Problem details: Your output should reproduce each entry exactly, with none of its pictures.

Information:
______

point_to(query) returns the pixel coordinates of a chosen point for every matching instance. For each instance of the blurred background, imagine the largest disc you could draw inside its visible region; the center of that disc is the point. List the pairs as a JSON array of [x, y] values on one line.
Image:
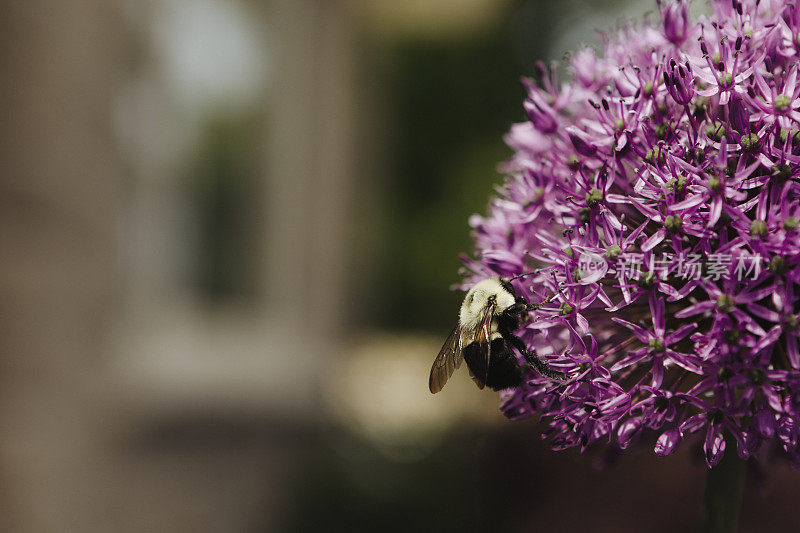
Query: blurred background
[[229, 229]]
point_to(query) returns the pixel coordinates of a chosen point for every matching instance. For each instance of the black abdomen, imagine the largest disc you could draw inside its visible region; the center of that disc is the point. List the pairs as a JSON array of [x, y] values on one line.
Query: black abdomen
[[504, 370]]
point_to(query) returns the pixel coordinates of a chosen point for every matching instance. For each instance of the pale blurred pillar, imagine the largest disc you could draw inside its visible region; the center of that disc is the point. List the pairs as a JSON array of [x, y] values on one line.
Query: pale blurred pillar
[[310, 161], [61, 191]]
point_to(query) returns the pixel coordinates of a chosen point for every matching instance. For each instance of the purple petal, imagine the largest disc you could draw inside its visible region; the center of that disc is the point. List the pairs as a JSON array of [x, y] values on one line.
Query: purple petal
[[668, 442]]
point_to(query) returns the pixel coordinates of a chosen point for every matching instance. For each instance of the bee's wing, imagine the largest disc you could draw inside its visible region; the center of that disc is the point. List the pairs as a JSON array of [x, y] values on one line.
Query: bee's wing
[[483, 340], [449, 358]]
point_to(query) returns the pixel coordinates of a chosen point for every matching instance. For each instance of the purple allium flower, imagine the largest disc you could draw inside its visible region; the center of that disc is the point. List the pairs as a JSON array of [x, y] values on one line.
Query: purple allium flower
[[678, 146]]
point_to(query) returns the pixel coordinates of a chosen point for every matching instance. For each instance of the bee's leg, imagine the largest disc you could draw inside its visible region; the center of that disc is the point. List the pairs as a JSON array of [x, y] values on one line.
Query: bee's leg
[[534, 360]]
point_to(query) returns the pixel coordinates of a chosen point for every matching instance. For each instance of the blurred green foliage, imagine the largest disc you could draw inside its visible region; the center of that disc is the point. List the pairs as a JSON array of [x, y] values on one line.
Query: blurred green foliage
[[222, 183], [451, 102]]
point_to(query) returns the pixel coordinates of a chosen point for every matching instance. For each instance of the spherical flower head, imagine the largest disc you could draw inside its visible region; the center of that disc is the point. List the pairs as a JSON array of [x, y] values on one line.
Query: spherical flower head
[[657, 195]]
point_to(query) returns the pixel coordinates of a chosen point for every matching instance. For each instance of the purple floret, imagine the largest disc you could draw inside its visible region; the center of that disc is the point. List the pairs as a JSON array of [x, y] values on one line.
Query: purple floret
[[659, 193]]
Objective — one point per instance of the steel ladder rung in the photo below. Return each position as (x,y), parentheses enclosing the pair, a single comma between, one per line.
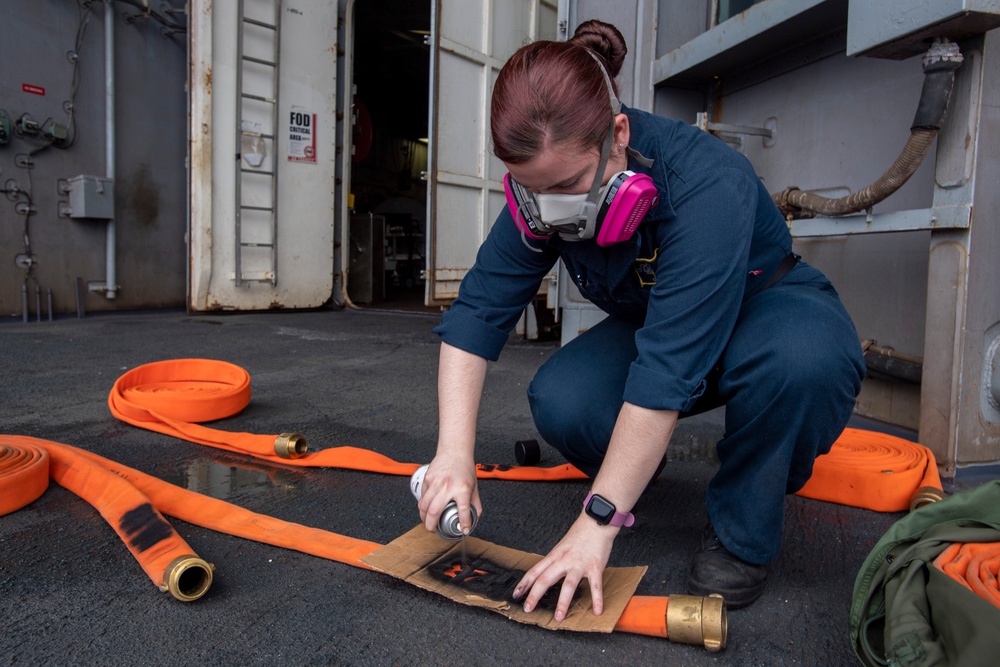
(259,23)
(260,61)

______

Output for this task:
point_to(query) returns the pixel coordinates of a chosen point for every matching instance. For each instance of the blurred background, imagine the largest disc you could draw inside its visible region; the center of that disc is the point. List the pairs as a JSON array of [x, y] values on one line.
Image:
Query: blurred background
[[229, 229]]
point_to(query) returns the pixel coordinates of a chosen point for every matching instance. For each instance of the black abdomen, imagine the largest disc you could draw inside its visible region; the center of that disc is the point. List the pairs as a JSON array of [x, y] values on one line.
Query: black abdomen
[[504, 370]]
point_to(query) returns the pixel coordinates of a chosen point for every matching instance. For each instance of the pale blurred pillar, imagine the largest disc you could draw inside its visible region; the center of that disc is the point. List the pairs as a JSON array of [x, y] values on one line.
Query: pale blurred pillar
[[310, 161], [61, 191]]
point_to(query) returns the pixel coordinates of a chosen point for every matching instance. For each instance of the purple petal, imagine the largest disc you could draw inside its visible region; the center of that disc is the point. List the pairs as a JSON array of [x, y] values on one line.
Query: purple petal
[[668, 442]]
point_to(query) returns the pixel coordinates of a chosen point for every matching instance. For each instance of the bee's wing, imagine the largest disc you could draw inside its visible region; the center of that disc is the point. List the pairs as a JSON array of [x, y] values on one line.
Query: bee's wing
[[483, 340], [449, 358]]
point_to(query) returns the pixel coordinates of a chosen point for every matching instance. For each instance of the purple allium flower, imagine the largest disc you could draw inside its visible region; the center of that disc is the point. List the pairs as a JSON array of [x, y] values on one line.
Query: purple allium flower
[[678, 146]]
point_to(query) returns the pixel coordinates of a chosen point for every matching instance. For each instance of the bee's leg, imagine the largest disc you could draw inside its visible region; the center of that disc is the point. List the pairs as a JSON array of [x, y] values on one line.
Query: bee's leg
[[534, 360]]
point_to(query) returns the pixel coordinates of a chosen point for every matching instance. For each instance of the blurred green foliage, imagine the largest disc you could draw inside its visible region; the center of that disc is the point. List the pairs as a JSON array of [x, y] values on one line.
Query: blurred green foliage
[[222, 183], [451, 102]]
point_to(query) returns the pixel coordinates of a chosen point for every matching instance. For each instance of the spherical flower head, imagine the largest disc you could draw inside its visible region; the center of that disc is the point. List the pairs as a JSON array of [x, y] values on one line.
Query: spherical flower head
[[657, 195]]
point_to(query) returns the pixel coordinates of a chosen point for every matching instance. For each instance of the purple floret, imagine the largest disc you could draw inside its visible region; the center of that disc is the point. List the pairs as a JSON array of [x, y] values on one line.
Query: purple floret
[[659, 193]]
Objective — one point per instance of the steel ladder rung in the photo below. Return each position as (x,y), parentheses enclosing the pair, a single comma between, one per line.
(259,23)
(260,61)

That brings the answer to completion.